**Work to complete:** Copy every line of the listing from the one containing "Exercise. Point to the yellow diamond" down to the end of the listing, both included. Change only the x and y coordinates in the bracketed answer pairs: multiply each by 2.25 and round to a whole number, with halves rounded up.

|---|

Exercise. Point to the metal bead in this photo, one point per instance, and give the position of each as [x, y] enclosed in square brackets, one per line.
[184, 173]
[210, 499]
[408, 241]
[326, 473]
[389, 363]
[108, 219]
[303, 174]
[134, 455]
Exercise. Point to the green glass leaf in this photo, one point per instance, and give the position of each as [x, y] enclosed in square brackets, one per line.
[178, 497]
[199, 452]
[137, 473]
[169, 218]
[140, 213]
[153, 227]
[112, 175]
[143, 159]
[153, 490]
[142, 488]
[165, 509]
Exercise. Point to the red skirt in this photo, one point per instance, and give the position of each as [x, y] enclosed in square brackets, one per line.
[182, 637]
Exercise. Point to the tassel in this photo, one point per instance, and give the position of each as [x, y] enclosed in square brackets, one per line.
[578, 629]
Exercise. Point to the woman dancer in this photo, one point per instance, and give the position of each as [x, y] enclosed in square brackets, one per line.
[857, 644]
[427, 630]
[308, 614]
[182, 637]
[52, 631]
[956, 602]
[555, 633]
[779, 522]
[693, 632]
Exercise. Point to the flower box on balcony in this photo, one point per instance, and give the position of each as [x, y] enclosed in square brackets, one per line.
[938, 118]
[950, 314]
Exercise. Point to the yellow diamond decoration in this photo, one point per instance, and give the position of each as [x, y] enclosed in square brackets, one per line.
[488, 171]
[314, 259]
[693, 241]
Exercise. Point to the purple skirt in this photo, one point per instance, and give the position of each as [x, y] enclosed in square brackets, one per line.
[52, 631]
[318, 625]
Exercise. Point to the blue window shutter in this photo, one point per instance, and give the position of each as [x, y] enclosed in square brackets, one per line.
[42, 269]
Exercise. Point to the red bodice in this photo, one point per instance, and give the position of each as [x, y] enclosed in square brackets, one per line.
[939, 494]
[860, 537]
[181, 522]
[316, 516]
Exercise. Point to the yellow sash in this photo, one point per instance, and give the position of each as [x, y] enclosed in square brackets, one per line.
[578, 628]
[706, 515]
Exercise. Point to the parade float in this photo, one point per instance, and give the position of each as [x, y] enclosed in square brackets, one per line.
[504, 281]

|---|

**Reply to the task:**
Exercise. Point to the yellow diamond decoration in this photo, one point per instance, and give the position of each as [x, y] enclosed in square brackets, one per line.
[1098, 385]
[707, 583]
[1559, 542]
Exercise. Point to the purple skirt in this photo, one point per instance, and give the position of each as [x, y] enclosed in square brackets, one per line.
[117, 1420]
[716, 1406]
Exercise. Point to the blue window shutter in this photo, one point per instance, and give the position of each as [x, y] enclosed in square brackets, one per line.
[95, 605]
Exercise. Point to the red bodice in this photo, one point per instance, and give the position of each as [x, y] enclosed in square brackets, one per line.
[2113, 1112]
[1935, 1208]
[407, 1175]
[711, 1161]
Exercise. Point to the yellow sash in this photo, one point per instance, and give the position of each as [x, y] enclosed in square brackets, one per line.
[1301, 1413]
[1589, 1159]
Exercise. Point to the parade float in this photo, one point per instance, and give the position of each as [x, y] enclosed in square brackets, one per line.
[1134, 632]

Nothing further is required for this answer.